-------- Given text --------

Earth at the center of the Universe?

Is the Sun at the center of the solar system?
Most people would argue “Yes”.
And they would laugh at anyone saying otherwise.

But as Einstein said, “The struggle, so violent in the early days of science, between the views of Ptolemy and Copernicus would then be quite meaningless. Either CS [Coordinate System] could be used with equal justification. The two sentences, ‘the sun is at rest and the earth moves’ or ‘the sun moves and the earth is at rest,’would simply mean two different conventions concerning two different CS”.

Why then do we still insist that “The Sun is at the center of the solar system”? (especially when there are modern theories from modern cosmologists with Earth at the center of the universe solving many problems of modern cosmology, including the problem of dark matter - see George Ellis)

And no, it is not because the heliocentric system is more simple than the geocentric one. Actually the heliocentric system uses MORE epicycles than the geocentric! (the true breakthrough in that came with the elliptical orbits of Kepler, not with the transition to the heliocentric system)

The truth is that behind our belief that the Earth IS NOT at the center of ANYTHING, lies a deep dogmatism: We believe that we ARE NOT unique. So deep is that dogmatism rooted into our thought, that we have formulated a respective astronomy PRINCIPLE (aka “axiom”, i.e. something NOT PROVEN) called “the Copernican Principle”.

Based on that principle, Hubble himself postulated that Earth is NOT at the center of the UNIVERSE EVEN THOUGH HIS DATA PROVED OTHERWISE!

-------- Information given --------

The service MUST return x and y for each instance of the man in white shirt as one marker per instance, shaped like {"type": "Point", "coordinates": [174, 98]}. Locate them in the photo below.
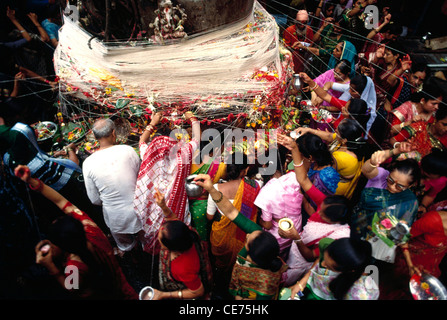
{"type": "Point", "coordinates": [110, 176]}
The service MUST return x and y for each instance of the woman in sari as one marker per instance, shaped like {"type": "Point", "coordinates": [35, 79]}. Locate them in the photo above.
{"type": "Point", "coordinates": [321, 171]}
{"type": "Point", "coordinates": [329, 220]}
{"type": "Point", "coordinates": [184, 265]}
{"type": "Point", "coordinates": [387, 191]}
{"type": "Point", "coordinates": [344, 50]}
{"type": "Point", "coordinates": [421, 106]}
{"type": "Point", "coordinates": [354, 108]}
{"type": "Point", "coordinates": [423, 253]}
{"type": "Point", "coordinates": [198, 205]}
{"type": "Point", "coordinates": [424, 136]}
{"type": "Point", "coordinates": [226, 239]}
{"type": "Point", "coordinates": [385, 65]}
{"type": "Point", "coordinates": [166, 163]}
{"type": "Point", "coordinates": [75, 241]}
{"type": "Point", "coordinates": [257, 271]}
{"type": "Point", "coordinates": [340, 74]}
{"type": "Point", "coordinates": [339, 273]}
{"type": "Point", "coordinates": [368, 95]}
{"type": "Point", "coordinates": [280, 198]}
{"type": "Point", "coordinates": [347, 148]}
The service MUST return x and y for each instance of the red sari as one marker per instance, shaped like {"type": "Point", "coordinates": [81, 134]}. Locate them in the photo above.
{"type": "Point", "coordinates": [427, 246]}
{"type": "Point", "coordinates": [103, 252]}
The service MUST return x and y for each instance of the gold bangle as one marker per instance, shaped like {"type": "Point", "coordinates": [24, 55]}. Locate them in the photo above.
{"type": "Point", "coordinates": [370, 163]}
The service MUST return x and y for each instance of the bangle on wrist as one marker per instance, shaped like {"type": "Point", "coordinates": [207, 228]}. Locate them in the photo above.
{"type": "Point", "coordinates": [55, 273]}
{"type": "Point", "coordinates": [220, 199]}
{"type": "Point", "coordinates": [37, 188]}
{"type": "Point", "coordinates": [298, 165]}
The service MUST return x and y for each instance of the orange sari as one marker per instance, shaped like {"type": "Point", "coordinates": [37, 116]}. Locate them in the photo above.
{"type": "Point", "coordinates": [226, 238]}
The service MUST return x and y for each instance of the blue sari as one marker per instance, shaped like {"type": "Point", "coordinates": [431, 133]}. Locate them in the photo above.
{"type": "Point", "coordinates": [349, 53]}
{"type": "Point", "coordinates": [54, 172]}
{"type": "Point", "coordinates": [402, 205]}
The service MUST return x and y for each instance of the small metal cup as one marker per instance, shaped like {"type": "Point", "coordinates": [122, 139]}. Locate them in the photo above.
{"type": "Point", "coordinates": [147, 291]}
{"type": "Point", "coordinates": [285, 224]}
{"type": "Point", "coordinates": [192, 189]}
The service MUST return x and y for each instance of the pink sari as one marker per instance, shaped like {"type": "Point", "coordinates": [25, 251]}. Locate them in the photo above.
{"type": "Point", "coordinates": [325, 77]}
{"type": "Point", "coordinates": [314, 230]}
{"type": "Point", "coordinates": [165, 165]}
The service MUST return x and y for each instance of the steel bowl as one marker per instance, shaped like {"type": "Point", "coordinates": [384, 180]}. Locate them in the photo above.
{"type": "Point", "coordinates": [427, 287]}
{"type": "Point", "coordinates": [192, 189]}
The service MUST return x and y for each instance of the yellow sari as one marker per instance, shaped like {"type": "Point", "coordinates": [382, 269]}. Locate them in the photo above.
{"type": "Point", "coordinates": [226, 238]}
{"type": "Point", "coordinates": [350, 170]}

--------

» **Short task A**
In the text on Earth at the center of the Universe, shorten the paragraph beginning "And no, it is not because" to a single sentence that keeps its main facts.
» **Short task B**
Carry on with the text on Earth at the center of the Universe, starting after its last sentence about Hubble.

» **Final result A**
The heliocentric system isn't favored for being simpler, since it uses more epicycles than the geocentric one, and the real breakthrough came with Kepler's elliptical orbits rather than the shift to heliocentrism.

» **Final result B**
One can see http://harmoniaphilosophica.wordpress.com/2011/02/11/earth-at-the-center-of-the-universe-2jszrulazj6wq-39/ for a brief analysis of arguments concerning the subject, including an analysis of the paper issued by Hubble and how he changed his initial finding based on his dogmatic beliefs.

Thoughts?

What would be causing the Earth to be at the center (or stay there)?

What is at the “center” of anything does not matter at all.
But that is exactly the point: If it does not matter, why are many so eager to exclude Earth from the center?
Behind that lies the atheistic dogmatism that humans are just another “nothing” in a vast sea of “nothingness”.
This is what I am trying to say here.
Our own personal philosophical beliefs should not matter at all when it comes to scientific models!
And yet, the notion that the Earth is at the center seems so absurd today by so many believing in the “Copernical Principle”…

Well, I only gauge by a basic gravity model. And gravity would indicate that a Sun is not going to arc, or hardly move at all, around a planet. So in what way would I be wrong about that?

The sun is determined to be the orbital center of our solar system.
Do you think the sun orbits earth instead?
But ultimately, I don’t understand what the proposed center of the solar system has to do with the center of the universe.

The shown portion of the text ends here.